◆ Aim of the task
Please print only the records below, word for word, beginning with the line that contains "For every instance of the eagle feather" and ending with the line that contains "x=319 y=123", both included.

◆ Supplied records
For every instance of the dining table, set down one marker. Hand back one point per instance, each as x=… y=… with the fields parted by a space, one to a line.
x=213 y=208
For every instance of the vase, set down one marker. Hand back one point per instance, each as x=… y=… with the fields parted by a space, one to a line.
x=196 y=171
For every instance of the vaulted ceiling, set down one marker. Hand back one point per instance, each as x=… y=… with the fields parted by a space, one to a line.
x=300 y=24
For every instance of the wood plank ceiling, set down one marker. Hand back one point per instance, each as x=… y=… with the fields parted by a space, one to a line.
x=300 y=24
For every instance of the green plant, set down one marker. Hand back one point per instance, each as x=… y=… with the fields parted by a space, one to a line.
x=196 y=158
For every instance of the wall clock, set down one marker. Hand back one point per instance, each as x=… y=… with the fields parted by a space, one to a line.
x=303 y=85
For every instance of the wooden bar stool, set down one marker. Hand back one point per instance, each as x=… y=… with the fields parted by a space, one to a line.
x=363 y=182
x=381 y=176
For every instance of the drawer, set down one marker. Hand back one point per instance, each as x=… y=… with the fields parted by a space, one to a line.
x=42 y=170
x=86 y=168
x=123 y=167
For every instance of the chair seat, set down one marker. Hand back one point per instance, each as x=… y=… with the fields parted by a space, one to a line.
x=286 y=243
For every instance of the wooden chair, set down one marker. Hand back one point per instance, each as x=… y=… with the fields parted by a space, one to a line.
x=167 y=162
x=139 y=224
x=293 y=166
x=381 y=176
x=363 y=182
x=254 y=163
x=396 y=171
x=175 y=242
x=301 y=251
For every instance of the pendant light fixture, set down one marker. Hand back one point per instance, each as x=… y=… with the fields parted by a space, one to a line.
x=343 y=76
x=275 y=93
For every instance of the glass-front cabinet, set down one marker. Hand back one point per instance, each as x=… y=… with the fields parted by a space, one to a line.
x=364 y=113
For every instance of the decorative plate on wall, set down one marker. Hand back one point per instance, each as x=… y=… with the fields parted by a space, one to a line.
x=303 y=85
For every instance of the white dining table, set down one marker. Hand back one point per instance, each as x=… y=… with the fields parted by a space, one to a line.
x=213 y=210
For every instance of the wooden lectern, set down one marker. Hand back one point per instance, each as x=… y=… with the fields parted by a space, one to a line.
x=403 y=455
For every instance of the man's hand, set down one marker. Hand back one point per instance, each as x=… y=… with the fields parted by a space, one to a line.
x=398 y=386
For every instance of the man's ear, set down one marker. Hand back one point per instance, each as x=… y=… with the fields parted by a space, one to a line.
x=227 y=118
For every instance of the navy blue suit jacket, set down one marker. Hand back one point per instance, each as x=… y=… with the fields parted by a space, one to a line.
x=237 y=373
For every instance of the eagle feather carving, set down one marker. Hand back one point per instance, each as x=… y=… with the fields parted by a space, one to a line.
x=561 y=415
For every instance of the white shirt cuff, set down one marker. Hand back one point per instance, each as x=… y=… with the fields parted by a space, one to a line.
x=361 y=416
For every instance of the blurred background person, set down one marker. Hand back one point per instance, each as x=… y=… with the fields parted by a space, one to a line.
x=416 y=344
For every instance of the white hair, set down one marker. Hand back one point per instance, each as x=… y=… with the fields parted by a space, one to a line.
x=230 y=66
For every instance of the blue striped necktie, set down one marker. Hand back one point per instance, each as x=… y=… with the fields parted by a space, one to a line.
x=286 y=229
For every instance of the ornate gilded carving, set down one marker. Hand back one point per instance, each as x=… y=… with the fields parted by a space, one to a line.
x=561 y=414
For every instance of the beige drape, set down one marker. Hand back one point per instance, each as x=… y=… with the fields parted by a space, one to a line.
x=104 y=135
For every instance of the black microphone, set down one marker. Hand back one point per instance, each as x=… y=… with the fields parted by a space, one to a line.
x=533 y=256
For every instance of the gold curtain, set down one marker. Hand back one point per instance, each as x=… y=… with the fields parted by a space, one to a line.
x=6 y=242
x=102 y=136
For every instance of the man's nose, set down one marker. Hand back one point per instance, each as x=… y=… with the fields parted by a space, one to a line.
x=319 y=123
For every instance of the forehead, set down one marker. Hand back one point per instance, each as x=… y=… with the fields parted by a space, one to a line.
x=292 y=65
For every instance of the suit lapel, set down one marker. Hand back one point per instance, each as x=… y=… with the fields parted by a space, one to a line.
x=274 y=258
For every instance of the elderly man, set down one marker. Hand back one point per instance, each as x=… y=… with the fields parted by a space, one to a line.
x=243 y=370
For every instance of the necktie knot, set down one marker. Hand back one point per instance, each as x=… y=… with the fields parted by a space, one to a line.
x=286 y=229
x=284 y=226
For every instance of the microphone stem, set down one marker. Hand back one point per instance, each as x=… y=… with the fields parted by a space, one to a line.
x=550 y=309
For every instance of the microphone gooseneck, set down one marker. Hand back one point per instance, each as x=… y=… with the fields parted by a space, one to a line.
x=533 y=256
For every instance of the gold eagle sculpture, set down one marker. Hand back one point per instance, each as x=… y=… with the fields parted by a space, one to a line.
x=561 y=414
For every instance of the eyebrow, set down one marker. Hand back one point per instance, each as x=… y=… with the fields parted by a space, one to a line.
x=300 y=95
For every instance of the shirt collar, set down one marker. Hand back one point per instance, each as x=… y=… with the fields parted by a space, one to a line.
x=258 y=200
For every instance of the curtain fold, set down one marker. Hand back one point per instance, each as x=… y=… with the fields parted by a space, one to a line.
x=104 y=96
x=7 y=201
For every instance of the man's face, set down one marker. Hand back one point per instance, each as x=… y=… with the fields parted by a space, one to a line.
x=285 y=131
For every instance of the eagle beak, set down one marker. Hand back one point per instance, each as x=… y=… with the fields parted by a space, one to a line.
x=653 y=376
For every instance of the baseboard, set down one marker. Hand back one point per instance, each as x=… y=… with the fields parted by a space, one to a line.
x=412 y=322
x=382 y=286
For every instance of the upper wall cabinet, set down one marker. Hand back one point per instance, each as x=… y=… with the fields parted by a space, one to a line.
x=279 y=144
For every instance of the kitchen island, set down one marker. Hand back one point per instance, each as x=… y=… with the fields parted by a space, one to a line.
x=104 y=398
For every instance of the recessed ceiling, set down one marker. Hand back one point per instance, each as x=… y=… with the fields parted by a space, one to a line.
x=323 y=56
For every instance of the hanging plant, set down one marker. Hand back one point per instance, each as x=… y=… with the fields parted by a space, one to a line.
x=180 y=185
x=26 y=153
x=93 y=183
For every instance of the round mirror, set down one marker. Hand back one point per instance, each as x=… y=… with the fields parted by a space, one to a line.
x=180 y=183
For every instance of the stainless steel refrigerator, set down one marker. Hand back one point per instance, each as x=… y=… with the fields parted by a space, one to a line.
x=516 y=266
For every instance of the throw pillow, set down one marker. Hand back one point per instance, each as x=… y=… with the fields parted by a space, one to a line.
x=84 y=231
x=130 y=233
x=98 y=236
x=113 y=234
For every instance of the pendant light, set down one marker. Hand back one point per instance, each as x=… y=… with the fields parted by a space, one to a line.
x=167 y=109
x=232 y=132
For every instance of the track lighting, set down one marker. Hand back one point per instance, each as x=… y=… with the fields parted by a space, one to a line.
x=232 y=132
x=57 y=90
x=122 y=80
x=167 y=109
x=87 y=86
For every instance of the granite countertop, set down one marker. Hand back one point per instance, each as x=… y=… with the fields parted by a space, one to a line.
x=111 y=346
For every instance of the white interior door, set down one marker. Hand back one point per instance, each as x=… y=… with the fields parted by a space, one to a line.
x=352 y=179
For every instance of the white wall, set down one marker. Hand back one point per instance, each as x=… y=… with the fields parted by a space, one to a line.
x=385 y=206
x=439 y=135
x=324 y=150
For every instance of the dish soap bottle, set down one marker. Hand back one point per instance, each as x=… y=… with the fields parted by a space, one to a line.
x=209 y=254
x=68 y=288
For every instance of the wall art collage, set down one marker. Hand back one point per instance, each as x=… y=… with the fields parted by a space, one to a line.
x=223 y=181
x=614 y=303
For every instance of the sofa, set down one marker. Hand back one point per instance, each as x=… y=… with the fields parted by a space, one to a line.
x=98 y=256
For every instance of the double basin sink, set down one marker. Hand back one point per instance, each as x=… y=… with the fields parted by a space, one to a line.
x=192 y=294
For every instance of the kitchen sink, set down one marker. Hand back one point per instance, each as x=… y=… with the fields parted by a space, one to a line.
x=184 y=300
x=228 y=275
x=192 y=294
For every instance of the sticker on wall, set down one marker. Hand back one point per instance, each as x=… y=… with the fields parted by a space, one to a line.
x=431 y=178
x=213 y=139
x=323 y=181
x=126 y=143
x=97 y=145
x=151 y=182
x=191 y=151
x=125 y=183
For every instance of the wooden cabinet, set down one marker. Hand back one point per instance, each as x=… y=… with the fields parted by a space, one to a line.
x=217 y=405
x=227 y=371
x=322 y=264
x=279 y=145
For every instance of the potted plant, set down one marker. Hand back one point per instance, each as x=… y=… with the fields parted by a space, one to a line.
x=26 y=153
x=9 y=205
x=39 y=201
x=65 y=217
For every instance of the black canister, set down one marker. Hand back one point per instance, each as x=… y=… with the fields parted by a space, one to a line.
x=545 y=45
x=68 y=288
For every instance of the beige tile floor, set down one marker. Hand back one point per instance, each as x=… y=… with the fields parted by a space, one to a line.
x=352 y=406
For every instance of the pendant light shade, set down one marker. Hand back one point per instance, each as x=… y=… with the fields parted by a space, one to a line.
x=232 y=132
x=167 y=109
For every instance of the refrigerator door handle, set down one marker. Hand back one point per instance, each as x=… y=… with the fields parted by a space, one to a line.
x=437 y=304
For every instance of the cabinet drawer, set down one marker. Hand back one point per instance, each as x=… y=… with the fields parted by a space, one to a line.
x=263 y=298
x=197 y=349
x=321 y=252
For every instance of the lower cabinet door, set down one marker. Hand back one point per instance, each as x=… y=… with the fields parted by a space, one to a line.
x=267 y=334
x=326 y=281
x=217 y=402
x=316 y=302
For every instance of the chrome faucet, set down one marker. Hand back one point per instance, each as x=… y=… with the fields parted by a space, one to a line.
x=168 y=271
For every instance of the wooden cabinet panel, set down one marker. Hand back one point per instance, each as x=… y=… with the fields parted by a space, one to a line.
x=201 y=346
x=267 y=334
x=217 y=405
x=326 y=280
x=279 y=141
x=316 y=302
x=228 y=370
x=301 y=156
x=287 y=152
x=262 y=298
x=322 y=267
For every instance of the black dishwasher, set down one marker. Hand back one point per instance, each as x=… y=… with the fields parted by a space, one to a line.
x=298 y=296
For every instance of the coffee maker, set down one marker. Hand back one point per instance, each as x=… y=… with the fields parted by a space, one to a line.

◆ Result of the exercise
For every instance of the eagle feather carving, set down one marker. Hand back one point per instance, each as x=… y=… with the fields parted by a space, one to a line.
x=561 y=415
For every instance of the white shirt cuff, set down one marker. Hand back one point per instance, each as x=… y=… with the fields parted by a space, one to a line.
x=361 y=416
For every instance of the blurred background person, set down one marker. Hand back one point per instance, each as x=… y=… with the fields parted by a space, one to a line.
x=416 y=344
For every instance of the white hair, set down one marker. Hand back one point per instance, each as x=… y=… with the fields parted by a space, one to a line.
x=230 y=66
For every instance of the blue striped necktie, set down one marker. Hand back one point per instance, each as x=… y=… with the fields parted by a space, one to a line.
x=286 y=229
For every instance of the ornate gilded carving, set down one marker. Hand back one point per instance, each as x=… y=… with the fields parted by a space, one to a line.
x=561 y=414
For every instance of the beige drape, set down one marker. Hand back one point per instance, each as x=… y=… with the fields parted by a space, one to a line.
x=104 y=135
For every instance of the black microphone, set down one marker. Hand back one point per instance, each as x=… y=… with the fields parted by a space, one to a line.
x=533 y=256
For every instance of the gold curtain, set down one marker. Hand back one point per instance, each as x=… y=… with the fields parted by a space, one to a line.
x=6 y=242
x=102 y=136
For every instance of the man's nose, set down one marker. Hand back one point per instance, each as x=… y=… with the fields parted by a space, one to a line.
x=319 y=123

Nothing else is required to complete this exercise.